_DIRECTIONS FOR THIS TASK_
Write out every line of the records below, requests included, and shift each point coordinate in the answers up by 47. Leave out the pictures.

_MATERIAL PROVIDED_

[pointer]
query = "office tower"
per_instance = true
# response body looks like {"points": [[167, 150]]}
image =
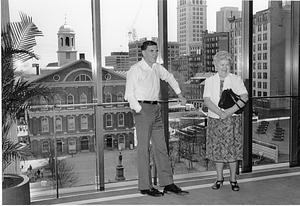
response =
{"points": [[118, 60], [223, 15], [213, 43], [191, 21], [270, 28]]}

_FULL OUTPUT_
[pointer]
query = "office tower"
per_instance = true
# response body looks like {"points": [[167, 150]]}
image =
response =
{"points": [[165, 107], [270, 62], [260, 90], [238, 68], [317, 75]]}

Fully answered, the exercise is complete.